Text under study »
-*-

Sunday, July 26, 2009

Gay marriage

I see that the General Convention of the Episcopal Church in America is once again grappling with the issue of ordaining openly-gay clergy and blessing same-sex marriages, a thorny and explosive issue in most Christian denominations.

Whatever the theological and scriptural arguments for each side of this issue, I find it interesting that the major monotheistic religions – Christianity, Judaism and Islam – have historically all had an almost pathological fascination with controlling sexuality. Celibate clergy, all-male rabbis, the burka, honor killings (killing female relatives who may have “dishonored” the family with their alleged sexual transgressions), and endless teachings focused, not on the quality of relationships, but on prescribed and proscribed sexual practices. A dispassionate alien observer could not help but think that these male-dominated religions must all live in terror of the reproductive capabilities of women.

If these religions had ever put anywhere near as much money, energy and real emphasis (as opposed to lip service) on controlling violence, on helping the poor, on social justice, or even on addressing the common dysfunctions in “normal” heterosexual relationships, the world would be a much better place.

Of course most people aren’t rational about this subject – they can’t be, having been indoctrinated since childhood in whatever religious tradition happened to be around them. As the Jesuits astutely noted “Give me a child until he is seven, and I will give you the man”. (as I said – a male-dominated religion). Childhood indoctrination, implanted before there are well-developed rational faculties to examine and question what is being taught, follows us all throughout our lives and shapes our world-view until we die.

But if people were rational and un-indoctrinated, they might see that the issues of confirming gay clergy or solemnizing same-sex marriages are very minor and largely irrelevant in the face of the real pressing world issues of the day, and hardly worth all the fuss and controversy they seem to generate and all the energy that is wasted on them.

-*-

Questions on the material »
A. In the blog post, which body is once again grappling with ordaining openly-gay clergy and blessing same-sex marriages?
B. Summarize the blog post in two sentences.

-*-

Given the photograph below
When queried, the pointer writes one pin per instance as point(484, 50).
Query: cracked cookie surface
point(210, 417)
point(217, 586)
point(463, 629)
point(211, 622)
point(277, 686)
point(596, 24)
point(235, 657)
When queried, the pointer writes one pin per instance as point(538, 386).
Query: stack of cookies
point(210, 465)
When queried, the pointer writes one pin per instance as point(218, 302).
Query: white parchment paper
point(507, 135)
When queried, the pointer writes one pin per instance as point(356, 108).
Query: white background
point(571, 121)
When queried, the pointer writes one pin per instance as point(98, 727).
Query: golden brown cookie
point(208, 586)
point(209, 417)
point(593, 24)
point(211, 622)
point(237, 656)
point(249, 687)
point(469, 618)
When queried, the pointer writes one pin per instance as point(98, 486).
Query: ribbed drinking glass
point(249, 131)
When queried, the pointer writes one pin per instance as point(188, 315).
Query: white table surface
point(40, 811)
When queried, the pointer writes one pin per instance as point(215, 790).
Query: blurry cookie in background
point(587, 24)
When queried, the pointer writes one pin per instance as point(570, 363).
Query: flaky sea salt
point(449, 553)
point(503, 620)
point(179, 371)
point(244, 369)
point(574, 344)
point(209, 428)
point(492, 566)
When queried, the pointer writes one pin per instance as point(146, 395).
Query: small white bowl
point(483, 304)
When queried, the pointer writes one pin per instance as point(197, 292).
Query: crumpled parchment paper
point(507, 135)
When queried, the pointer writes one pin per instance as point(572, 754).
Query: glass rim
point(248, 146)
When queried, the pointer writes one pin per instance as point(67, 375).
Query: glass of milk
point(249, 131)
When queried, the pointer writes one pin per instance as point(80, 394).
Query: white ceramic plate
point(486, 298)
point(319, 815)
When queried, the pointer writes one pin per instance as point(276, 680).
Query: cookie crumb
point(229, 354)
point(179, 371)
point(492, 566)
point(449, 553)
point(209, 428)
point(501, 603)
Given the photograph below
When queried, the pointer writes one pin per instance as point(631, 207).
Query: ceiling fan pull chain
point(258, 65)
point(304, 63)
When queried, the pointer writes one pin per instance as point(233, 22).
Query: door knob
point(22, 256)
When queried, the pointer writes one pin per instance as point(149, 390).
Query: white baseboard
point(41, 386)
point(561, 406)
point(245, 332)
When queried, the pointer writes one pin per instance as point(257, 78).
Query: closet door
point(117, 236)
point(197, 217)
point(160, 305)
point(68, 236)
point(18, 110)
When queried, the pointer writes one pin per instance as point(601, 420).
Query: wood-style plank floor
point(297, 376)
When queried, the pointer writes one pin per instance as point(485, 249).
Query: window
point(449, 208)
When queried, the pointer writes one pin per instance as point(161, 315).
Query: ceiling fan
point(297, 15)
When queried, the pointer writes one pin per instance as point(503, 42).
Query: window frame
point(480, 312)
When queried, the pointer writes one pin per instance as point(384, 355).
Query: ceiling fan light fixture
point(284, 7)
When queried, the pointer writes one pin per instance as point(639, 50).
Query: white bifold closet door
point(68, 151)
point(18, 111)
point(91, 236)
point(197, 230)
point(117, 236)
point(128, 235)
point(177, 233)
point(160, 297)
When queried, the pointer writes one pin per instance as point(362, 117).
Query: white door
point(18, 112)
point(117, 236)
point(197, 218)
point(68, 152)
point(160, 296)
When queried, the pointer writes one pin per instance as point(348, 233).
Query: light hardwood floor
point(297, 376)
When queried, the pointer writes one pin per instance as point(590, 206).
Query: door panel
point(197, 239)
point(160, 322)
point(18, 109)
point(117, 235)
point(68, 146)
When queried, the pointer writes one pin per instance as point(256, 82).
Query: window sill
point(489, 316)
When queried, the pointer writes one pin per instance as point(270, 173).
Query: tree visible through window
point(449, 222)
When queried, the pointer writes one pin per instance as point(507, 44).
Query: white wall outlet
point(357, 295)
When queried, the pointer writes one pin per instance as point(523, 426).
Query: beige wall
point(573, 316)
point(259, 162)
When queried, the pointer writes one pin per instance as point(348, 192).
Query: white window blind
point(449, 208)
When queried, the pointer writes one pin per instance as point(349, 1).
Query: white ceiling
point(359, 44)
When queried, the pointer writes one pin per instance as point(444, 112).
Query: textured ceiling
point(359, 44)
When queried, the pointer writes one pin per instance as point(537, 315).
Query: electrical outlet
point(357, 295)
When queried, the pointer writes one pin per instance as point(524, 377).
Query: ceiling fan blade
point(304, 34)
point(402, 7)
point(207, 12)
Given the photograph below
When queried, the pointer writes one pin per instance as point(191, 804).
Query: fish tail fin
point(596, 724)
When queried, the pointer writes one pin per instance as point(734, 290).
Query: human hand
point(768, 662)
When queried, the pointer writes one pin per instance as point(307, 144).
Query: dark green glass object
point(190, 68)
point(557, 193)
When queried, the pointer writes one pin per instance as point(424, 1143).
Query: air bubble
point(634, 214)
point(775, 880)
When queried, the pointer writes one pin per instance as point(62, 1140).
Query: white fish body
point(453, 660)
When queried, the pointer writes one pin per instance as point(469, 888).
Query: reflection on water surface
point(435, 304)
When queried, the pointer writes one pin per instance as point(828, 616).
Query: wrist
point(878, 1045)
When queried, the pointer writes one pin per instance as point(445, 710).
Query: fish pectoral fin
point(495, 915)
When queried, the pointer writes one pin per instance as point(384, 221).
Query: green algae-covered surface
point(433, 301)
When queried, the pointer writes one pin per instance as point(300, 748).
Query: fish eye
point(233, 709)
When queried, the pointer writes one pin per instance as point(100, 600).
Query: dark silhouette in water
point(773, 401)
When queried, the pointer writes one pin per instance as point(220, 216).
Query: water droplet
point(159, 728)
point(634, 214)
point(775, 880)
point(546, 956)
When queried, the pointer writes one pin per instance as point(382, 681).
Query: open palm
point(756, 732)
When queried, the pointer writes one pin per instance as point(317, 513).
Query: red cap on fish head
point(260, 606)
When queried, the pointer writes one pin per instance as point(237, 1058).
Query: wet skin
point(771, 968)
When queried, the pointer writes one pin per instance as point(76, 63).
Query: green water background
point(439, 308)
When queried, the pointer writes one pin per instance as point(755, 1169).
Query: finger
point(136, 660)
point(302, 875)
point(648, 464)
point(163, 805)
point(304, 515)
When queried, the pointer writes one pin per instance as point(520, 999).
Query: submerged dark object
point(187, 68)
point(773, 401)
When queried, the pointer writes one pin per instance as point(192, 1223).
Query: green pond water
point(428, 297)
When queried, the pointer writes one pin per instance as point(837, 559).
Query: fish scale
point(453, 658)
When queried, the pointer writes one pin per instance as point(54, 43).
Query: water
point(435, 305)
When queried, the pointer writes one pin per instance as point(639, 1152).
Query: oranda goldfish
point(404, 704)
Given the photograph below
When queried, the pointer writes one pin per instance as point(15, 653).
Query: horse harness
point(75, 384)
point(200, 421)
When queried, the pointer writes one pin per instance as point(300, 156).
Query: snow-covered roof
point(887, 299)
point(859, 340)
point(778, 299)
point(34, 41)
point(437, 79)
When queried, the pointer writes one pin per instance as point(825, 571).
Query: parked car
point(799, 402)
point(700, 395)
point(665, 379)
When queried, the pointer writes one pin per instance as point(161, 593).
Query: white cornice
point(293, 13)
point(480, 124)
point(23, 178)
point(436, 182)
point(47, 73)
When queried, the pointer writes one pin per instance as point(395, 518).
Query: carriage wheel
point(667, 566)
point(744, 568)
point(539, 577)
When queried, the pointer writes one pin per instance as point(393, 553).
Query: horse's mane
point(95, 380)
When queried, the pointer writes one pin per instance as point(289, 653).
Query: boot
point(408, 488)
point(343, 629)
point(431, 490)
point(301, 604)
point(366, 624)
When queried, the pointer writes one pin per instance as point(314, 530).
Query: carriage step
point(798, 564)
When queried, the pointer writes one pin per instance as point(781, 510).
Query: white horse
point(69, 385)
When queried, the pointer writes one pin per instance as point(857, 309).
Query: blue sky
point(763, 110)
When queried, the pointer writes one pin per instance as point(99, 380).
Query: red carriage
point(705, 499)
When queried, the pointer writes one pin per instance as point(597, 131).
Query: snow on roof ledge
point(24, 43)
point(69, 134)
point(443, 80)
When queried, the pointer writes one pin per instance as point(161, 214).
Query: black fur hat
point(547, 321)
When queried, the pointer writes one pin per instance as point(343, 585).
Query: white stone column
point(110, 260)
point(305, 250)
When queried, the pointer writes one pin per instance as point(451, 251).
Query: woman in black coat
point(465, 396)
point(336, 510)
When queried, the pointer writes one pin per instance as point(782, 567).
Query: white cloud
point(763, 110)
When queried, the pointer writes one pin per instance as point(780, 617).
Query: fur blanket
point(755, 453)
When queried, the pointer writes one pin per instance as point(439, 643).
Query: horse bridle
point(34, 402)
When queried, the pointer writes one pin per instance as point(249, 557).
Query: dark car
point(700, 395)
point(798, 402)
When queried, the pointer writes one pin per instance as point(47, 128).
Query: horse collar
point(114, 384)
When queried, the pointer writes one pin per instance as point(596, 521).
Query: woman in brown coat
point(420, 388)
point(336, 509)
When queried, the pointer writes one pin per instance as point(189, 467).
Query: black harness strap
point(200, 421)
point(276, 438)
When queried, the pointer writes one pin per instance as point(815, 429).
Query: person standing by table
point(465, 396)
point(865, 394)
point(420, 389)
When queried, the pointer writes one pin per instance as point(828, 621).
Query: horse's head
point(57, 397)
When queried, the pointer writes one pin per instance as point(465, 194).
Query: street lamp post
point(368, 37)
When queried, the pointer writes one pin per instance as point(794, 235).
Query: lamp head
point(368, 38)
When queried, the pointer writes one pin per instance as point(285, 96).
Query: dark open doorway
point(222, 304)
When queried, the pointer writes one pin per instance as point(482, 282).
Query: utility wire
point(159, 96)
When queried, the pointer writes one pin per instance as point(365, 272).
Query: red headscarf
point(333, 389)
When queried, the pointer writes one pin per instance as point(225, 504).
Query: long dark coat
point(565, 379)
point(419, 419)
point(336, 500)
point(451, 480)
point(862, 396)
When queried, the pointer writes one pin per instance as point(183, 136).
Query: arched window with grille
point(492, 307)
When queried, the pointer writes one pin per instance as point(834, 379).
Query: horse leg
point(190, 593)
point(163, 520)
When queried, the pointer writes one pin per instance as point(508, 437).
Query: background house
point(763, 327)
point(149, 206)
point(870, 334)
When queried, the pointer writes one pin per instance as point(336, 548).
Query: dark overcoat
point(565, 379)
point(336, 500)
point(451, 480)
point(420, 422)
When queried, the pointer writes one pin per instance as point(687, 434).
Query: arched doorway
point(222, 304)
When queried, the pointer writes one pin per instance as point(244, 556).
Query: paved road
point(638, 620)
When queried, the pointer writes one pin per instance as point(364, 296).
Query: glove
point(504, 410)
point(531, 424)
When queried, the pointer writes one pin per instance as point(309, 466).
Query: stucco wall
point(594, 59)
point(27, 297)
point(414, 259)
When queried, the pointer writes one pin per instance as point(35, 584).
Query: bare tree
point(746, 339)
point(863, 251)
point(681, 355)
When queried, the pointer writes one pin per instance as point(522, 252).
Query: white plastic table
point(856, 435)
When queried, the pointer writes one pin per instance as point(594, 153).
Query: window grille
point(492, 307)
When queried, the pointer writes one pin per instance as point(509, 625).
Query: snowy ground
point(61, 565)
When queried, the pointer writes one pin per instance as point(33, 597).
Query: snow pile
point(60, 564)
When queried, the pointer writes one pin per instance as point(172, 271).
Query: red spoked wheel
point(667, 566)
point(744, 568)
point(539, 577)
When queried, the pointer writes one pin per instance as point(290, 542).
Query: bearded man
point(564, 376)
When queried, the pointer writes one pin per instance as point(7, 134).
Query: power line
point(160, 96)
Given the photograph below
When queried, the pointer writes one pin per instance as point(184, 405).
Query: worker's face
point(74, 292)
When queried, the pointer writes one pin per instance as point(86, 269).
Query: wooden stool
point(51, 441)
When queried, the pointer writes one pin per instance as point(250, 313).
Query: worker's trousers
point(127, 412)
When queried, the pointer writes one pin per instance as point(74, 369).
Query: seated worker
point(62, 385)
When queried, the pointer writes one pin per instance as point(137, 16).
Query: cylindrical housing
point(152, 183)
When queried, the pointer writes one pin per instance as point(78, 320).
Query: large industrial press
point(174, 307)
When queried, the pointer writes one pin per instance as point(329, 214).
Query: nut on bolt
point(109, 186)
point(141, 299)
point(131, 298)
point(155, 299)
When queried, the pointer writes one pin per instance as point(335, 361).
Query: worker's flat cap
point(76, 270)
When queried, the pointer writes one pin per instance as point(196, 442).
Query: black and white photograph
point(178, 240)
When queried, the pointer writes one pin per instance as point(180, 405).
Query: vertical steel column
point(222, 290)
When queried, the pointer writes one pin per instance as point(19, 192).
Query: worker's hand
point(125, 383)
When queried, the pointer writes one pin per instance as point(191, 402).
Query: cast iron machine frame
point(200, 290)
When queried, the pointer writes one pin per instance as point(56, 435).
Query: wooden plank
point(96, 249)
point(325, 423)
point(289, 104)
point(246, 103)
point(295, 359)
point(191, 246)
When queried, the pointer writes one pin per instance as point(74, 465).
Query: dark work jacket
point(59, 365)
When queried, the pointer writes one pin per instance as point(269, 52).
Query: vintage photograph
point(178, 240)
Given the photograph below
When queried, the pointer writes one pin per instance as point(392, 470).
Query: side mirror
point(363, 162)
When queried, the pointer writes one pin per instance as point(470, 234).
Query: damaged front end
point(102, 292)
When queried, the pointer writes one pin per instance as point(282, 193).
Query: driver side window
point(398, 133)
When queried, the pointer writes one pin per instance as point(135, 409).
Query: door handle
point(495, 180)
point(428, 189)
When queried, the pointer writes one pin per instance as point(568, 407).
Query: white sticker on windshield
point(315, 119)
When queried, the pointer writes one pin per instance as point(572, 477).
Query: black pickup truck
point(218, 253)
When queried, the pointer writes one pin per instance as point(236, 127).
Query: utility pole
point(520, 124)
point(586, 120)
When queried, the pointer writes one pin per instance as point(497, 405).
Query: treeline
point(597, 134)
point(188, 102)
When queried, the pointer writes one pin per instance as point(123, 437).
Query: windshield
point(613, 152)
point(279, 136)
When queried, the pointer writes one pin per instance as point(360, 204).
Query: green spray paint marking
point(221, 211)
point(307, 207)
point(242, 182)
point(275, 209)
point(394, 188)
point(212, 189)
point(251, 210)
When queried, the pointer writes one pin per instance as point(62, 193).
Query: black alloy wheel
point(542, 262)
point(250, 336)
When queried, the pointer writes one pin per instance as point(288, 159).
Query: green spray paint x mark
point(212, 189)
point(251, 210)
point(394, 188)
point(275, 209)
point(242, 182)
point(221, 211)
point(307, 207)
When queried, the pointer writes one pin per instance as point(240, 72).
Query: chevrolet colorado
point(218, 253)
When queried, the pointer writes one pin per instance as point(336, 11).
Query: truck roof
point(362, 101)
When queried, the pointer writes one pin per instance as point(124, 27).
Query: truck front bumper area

-*-

Task-by-task solutions »
A. The General Convention of the Episcopal Church in America.

B. The blog post argues that Christianity, Judaism and Islam have historically shown an almost pathological fascination with controlling sexuality, and that the world would be much better if they had put as much effort into controlling violence, helping the poor and social justice. It holds that childhood indoctrination keeps people from being rational on the subject, and that rational people would see gay clergy and same-sex marriage as minor issues hardly worth the controversy they generate.